#### Given request
Retype only what runs from the line that contains "Pin a point on every instance of the sofa" through the last line of the listing below, both lines included.

###

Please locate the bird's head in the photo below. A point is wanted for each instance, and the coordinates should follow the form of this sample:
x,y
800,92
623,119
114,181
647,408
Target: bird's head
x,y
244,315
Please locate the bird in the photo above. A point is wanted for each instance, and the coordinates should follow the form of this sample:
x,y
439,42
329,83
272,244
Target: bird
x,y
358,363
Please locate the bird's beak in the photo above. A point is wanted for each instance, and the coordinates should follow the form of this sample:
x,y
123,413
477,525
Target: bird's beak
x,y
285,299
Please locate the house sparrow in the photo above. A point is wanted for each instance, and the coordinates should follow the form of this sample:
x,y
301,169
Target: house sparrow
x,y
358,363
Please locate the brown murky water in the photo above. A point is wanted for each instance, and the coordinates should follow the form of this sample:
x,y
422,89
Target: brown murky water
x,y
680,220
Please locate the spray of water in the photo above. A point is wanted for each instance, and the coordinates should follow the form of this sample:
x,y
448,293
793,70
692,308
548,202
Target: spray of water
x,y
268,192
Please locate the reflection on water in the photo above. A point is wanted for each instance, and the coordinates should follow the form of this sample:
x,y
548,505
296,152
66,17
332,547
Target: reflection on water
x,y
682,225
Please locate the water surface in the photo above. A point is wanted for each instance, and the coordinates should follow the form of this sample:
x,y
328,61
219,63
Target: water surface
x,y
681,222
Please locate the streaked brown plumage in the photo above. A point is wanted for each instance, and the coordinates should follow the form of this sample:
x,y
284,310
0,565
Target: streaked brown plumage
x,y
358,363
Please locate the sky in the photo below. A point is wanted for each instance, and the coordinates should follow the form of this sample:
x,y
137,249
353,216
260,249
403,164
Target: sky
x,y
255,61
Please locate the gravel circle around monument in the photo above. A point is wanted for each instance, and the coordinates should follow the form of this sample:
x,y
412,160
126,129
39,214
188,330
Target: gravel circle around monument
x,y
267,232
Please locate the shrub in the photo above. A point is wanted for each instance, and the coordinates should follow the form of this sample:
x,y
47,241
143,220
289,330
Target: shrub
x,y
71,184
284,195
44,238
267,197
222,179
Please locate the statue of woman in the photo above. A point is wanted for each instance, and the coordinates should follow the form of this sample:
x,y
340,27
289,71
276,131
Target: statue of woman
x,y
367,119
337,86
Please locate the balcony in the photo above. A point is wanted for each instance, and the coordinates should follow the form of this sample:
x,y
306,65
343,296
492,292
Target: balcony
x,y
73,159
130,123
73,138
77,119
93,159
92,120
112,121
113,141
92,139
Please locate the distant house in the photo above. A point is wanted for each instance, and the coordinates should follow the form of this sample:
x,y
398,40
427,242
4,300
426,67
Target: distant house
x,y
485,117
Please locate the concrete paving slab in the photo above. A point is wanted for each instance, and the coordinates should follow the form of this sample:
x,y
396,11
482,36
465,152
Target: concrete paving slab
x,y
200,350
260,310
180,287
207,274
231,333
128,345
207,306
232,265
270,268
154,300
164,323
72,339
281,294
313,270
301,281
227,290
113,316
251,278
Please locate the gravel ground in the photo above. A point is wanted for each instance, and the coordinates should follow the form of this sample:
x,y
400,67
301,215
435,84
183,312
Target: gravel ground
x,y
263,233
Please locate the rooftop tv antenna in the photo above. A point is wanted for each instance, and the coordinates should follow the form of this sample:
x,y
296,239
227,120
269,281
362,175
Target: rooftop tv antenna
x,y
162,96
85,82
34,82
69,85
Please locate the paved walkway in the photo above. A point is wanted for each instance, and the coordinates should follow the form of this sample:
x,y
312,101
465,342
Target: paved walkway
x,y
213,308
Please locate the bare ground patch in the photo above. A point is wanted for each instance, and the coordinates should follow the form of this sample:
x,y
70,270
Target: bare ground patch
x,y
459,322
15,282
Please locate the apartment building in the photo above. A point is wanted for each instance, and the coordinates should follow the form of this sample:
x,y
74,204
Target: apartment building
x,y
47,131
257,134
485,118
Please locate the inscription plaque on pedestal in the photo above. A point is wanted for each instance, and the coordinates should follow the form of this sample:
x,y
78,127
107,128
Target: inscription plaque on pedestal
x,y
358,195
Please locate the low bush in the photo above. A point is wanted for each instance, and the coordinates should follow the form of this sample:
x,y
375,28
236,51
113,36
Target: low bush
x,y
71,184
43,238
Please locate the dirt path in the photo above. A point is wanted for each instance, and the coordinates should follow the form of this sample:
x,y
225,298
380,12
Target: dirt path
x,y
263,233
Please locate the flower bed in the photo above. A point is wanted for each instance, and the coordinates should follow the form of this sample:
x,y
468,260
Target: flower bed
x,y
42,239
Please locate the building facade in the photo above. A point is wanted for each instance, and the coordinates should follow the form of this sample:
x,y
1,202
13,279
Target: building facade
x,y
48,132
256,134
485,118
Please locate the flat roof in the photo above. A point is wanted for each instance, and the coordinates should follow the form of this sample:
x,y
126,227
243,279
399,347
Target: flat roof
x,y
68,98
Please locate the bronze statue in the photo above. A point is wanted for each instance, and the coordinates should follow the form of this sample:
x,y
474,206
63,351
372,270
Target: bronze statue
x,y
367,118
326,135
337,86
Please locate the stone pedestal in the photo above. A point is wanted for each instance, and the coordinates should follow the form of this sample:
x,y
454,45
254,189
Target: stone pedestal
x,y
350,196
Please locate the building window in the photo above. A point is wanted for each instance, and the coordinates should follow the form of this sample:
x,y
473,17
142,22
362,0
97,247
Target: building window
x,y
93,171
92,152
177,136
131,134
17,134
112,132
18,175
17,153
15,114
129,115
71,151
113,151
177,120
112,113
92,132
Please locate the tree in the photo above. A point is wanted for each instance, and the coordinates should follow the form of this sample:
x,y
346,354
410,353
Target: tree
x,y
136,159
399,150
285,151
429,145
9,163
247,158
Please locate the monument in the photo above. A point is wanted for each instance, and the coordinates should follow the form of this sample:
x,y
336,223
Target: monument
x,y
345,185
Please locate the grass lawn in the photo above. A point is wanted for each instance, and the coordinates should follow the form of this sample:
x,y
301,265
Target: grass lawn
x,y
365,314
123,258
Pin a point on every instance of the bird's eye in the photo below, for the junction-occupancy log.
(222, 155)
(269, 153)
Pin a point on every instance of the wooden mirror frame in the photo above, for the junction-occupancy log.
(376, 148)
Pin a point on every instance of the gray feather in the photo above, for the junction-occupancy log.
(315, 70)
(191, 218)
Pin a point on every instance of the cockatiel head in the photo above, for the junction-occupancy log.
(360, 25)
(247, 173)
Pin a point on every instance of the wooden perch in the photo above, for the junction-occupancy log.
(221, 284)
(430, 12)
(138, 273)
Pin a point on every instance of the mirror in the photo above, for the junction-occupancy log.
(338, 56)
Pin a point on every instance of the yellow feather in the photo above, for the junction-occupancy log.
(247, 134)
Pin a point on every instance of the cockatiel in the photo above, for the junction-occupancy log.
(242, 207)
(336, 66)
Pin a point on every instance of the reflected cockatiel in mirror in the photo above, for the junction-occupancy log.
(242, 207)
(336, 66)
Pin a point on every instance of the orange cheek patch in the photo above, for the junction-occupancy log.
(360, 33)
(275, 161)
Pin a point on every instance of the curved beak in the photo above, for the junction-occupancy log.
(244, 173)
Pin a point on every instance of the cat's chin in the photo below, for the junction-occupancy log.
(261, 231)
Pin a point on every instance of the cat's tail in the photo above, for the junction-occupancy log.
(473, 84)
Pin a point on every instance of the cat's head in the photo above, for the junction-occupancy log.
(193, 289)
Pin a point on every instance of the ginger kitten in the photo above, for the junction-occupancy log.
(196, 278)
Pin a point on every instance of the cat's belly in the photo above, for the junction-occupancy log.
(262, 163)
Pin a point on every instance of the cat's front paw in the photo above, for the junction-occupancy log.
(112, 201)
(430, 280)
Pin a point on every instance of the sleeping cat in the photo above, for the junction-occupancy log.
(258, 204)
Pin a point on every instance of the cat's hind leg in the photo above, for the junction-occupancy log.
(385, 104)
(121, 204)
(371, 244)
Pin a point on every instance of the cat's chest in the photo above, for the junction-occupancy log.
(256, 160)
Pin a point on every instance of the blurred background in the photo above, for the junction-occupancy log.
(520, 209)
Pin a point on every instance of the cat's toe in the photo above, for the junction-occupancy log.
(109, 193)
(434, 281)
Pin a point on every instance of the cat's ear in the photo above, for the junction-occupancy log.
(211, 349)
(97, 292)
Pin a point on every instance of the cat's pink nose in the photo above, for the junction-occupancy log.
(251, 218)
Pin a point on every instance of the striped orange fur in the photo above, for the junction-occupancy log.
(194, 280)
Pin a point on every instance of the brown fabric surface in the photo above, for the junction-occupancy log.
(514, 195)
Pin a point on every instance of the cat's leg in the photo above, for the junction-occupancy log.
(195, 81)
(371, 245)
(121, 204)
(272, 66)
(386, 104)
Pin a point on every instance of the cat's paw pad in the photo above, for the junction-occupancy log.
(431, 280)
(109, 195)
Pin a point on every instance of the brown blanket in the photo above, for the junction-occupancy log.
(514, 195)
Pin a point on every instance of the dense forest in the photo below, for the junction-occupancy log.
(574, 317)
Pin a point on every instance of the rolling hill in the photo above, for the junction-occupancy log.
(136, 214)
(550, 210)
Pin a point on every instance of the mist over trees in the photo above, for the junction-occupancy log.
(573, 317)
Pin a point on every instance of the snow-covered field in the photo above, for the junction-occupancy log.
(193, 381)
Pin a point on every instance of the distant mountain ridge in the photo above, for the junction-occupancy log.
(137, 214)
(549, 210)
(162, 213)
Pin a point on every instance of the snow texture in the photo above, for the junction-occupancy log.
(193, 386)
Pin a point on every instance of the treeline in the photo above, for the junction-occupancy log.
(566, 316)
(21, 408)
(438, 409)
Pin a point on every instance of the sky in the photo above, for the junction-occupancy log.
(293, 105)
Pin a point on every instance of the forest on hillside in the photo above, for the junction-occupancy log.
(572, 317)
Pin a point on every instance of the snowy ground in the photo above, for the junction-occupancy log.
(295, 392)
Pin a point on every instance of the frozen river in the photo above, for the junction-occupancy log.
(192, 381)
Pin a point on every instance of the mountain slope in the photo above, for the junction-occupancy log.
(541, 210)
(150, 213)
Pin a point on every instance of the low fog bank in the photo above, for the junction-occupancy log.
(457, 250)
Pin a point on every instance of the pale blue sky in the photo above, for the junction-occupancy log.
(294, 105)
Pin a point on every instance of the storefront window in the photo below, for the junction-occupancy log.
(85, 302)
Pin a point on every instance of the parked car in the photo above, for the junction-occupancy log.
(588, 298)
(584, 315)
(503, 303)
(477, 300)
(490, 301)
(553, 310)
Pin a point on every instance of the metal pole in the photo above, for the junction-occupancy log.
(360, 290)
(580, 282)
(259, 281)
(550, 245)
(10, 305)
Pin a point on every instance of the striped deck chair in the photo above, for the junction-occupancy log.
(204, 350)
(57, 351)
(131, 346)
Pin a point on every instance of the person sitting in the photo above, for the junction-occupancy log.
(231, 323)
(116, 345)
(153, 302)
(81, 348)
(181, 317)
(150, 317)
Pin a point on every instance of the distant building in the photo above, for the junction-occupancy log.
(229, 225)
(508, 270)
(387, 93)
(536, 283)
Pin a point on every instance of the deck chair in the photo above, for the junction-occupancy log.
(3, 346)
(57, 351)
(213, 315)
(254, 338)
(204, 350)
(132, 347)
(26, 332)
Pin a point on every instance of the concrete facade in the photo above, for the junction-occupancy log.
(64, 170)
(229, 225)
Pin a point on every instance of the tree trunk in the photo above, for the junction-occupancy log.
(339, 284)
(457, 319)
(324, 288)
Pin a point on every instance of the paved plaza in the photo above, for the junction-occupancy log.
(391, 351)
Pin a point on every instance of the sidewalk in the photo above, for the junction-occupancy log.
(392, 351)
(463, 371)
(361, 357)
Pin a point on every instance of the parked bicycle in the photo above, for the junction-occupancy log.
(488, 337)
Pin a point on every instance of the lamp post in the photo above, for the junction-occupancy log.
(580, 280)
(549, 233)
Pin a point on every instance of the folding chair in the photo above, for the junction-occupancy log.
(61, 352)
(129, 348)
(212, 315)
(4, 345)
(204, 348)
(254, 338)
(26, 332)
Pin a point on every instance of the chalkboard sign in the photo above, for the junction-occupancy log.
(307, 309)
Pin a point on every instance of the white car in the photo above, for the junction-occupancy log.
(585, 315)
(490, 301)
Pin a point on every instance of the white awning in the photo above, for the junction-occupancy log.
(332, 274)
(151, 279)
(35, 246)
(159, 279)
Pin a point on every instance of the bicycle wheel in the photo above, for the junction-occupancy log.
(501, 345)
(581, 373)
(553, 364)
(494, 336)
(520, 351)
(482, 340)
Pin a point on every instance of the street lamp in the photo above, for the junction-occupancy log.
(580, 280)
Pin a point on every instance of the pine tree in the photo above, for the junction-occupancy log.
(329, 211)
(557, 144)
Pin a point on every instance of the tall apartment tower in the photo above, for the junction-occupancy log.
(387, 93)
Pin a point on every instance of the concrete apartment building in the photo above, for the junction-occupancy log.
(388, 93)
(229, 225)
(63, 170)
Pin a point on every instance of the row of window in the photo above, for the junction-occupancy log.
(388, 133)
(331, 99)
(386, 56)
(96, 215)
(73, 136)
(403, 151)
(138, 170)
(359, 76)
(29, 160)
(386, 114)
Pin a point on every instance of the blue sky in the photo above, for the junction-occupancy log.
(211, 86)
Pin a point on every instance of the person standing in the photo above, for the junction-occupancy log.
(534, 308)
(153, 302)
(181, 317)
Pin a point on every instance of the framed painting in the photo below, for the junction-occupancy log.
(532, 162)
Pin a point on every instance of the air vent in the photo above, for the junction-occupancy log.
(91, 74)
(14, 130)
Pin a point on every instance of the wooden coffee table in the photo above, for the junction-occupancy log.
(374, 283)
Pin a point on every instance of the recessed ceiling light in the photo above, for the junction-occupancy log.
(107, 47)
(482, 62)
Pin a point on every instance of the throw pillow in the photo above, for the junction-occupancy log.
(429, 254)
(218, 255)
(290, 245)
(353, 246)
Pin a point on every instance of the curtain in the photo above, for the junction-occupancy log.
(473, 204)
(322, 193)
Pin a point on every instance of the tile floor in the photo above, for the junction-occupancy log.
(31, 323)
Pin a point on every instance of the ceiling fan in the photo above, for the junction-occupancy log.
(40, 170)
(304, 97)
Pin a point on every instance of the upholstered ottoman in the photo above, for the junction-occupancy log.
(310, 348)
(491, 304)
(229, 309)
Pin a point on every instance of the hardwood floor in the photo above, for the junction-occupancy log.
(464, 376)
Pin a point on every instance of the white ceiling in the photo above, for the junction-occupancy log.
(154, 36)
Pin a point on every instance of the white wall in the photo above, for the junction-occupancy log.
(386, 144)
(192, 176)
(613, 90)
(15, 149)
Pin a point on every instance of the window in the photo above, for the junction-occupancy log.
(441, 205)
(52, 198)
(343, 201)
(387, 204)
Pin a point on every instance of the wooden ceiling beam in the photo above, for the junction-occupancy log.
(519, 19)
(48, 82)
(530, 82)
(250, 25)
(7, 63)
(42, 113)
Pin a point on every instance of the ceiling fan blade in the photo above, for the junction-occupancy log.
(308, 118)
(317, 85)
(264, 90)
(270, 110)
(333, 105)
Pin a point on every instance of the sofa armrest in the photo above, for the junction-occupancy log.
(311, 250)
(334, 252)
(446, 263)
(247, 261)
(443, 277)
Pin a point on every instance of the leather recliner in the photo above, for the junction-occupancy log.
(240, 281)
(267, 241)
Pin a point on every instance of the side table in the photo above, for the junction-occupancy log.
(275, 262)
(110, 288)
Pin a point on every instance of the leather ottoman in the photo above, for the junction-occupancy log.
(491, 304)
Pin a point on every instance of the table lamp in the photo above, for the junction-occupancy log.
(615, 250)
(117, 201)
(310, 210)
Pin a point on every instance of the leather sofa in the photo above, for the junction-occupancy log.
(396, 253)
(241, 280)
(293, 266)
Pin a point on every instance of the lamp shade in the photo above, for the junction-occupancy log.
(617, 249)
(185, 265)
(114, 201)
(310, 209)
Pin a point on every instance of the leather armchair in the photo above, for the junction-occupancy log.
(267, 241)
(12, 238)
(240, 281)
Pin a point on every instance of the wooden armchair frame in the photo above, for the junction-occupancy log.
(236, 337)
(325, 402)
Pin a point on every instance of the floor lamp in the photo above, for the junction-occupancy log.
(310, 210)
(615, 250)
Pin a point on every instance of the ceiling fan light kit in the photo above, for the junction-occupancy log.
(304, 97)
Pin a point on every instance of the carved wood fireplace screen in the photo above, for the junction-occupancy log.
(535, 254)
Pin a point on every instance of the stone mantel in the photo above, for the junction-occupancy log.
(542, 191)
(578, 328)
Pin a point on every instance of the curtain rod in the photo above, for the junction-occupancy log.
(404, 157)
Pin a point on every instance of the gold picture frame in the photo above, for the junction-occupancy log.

###

#### Result for this task
Pin a point on every instance of the sofa armrest in the photo above, for the junction-occupancy log.
(311, 250)
(334, 252)
(446, 263)
(247, 261)
(443, 277)
Pin a point on every instance of the leather recliner in the photo above, for the junction-occupancy log.
(240, 281)
(267, 241)
Pin a point on every instance of the side table in the photo above, for the junction-occupancy log.
(275, 262)
(110, 288)
Pin a point on every instance of the leather ottoman in the photo above, for the junction-occupancy log.
(491, 304)
Pin a point on every instance of the table lamp in the photo above, for the junction-occupancy log.
(615, 250)
(117, 201)
(310, 210)
Pin a point on every instance of the leather sofa in the photo above, for the junction-occupancy log.
(396, 253)
(241, 280)
(293, 266)
Pin a point on every instance of the lamp shade in the photo above, for the junction-occupancy log.
(617, 249)
(185, 265)
(114, 201)
(310, 209)
Pin a point on every instance of the leather armchair in the photo above, for the junction-occupancy log.
(267, 241)
(12, 238)
(240, 281)
Pin a point on every instance of the wooden armchair frame in the photo above, for the junction-occupancy log.
(236, 337)
(325, 402)
Pin a point on every instance of the floor lamp in the photo above, for the junction-occupancy log.
(310, 210)
(615, 250)
Pin a point on every instance of the ceiling fan light kit in the photo above, for the junction-occupancy log.
(304, 97)
Pin a point on every instance of the carved wood fireplace screen in the photo above, for the junction-occupancy log.
(535, 254)
Pin a point on every instance of the stone mantel in the photo above, for the junction-occupancy log.
(542, 191)
(578, 328)
Pin a point on every instance of the curtain rod in the photo above, for the junction-occupancy log.
(404, 157)
Pin a point on every instance of the gold picture frame in the photo above, for the junction-occupancy log.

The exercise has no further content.